▶ [Selected passage]
[Start of section]

206995 Local practice helped achieve MDGs, the lessons in Bangladesh

Wednesday, November 11, 2009

Md. Mujibul Alam Khan , Independent Researcher, Taipei 100, Taiwan
Yu-Hwei Tseng , Institute of Health Policy and Management, National Taiwan University, Taipei, Taiwan
Background: Gonoshasthaya Kendra (GK), a non-governmental organization in Bangladesh, was one of the world's pioneers and best practices in integrated primary health care (PHC). In addition to its innovative adoption of women paramedics, traditional birth attendants (TBAs) complimented its performance.

Objectives: To understand how TBAs contributed to achieving Millennium Development Goals (MDGs) and identify the consequences of ignoring them.

Methods: Information was obtained through multiple methods, including literature review, in-depth interviews and participatory observations in rural healthcare settings.

Results: Case study of GK revealed that trained TBAs played multi-faceted functions in achieving MDGs more than maternal and child health. Inclusion of TBAs in GK's PHC referral mechanism was a pragmatic approach to address the shortage of skilled manpower at rural level, utilize lay knowledge and local wisdom, enhance gender equity and empower women (MDG 3), as well as prevent HIV/AIDS (MDG 6). However, medicalization of birthing and commercialization of health services resulted in denouncing TBAs. It might lead to (1) undermining the community's social capital; (2) further marginalizing the poor in accessing and affording health services; (3) inducing demand for and cost of healthcare, and (4) alienating the grassroots from participation in their health activities, thus widening the gap between people and health providers.

Conclusion and implications: Health workers in collaboration with TBAs could enhance health system in terms of delivery and promotion. Attention should be redirected from facilities and health commodities to adequate utilization of local resources.

Learning Objectives:
demonstrate the contribution of TBAs in achieving MDGs in Bangladesh analyze the impact of medicalization and commercialization of health services discuss the benefit of local knowledge and practices.

Keywords: International MCH, Access to Health Care

Presenting author's disclosure statement:

Qualified on the content I am responsible for because: I have been a consultant to NGOs in Bangladesh by conducting independent field research and evaluation programs. I am also an advocate for primary health care and community empowerment.
Any relevant financial relationships? No

I agree to comply with the American Public Health Association Conflict of Interest and Commercial Support Guidelines, and to disclose to the participants any off-label or experimental uses of a commercial product or service discussed in my presentation.

[End of section]

▶ [Given records]
[Start of section]

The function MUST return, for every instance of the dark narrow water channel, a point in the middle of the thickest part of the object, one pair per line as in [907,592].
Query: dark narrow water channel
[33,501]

[End of section]
[Start of section]

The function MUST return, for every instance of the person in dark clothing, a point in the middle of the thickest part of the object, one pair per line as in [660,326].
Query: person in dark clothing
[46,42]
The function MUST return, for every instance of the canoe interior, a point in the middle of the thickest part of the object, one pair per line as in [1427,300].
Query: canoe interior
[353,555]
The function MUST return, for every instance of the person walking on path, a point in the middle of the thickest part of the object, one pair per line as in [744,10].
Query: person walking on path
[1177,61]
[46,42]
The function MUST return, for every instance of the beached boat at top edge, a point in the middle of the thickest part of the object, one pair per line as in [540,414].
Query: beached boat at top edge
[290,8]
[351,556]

[End of section]
[Start of section]

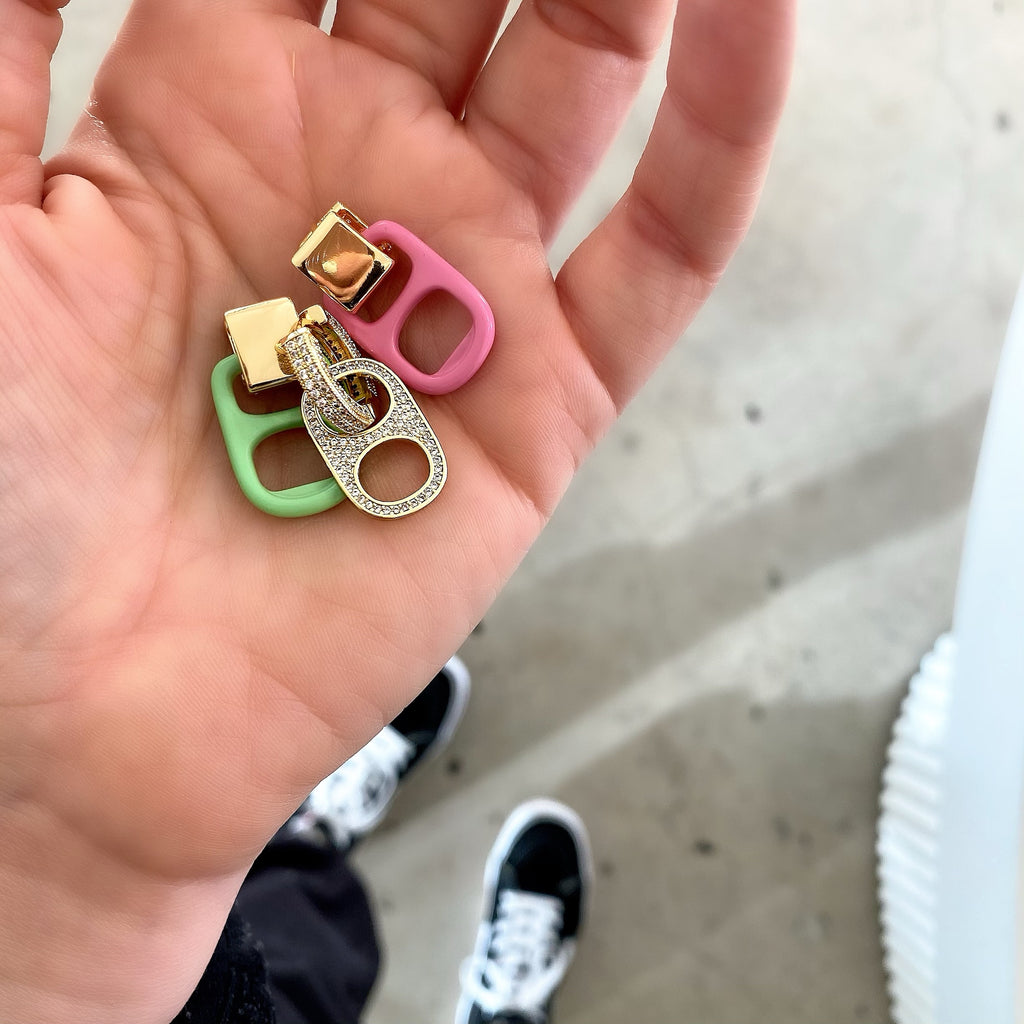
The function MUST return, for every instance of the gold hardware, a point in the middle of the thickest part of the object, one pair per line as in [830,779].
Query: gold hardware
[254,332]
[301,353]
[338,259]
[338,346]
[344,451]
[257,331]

[End of section]

▶ [Task to carry out] For each statement, say yes or no to whether it agrees with the abstract on traditional birth attendants in Bangladesh, and quote the words of the abstract that decide it. (a) The study gathered information through in-depth interviews. (b) Gonoshasthaya Kendra was a government agency. (c) Including traditional birth attendants in the referral mechanism helped prevent HIV/AIDS. The items are not needed for this work.

▶ [Output for this exercise]
(a) Yes: "including literature review, in-depth interviews and participatory observations in rural healthcare settings."
(b) No: "a non-governmental organization in Bangladesh."
(c) Yes: "as well as prevent HIV/AIDS (MDG 6)."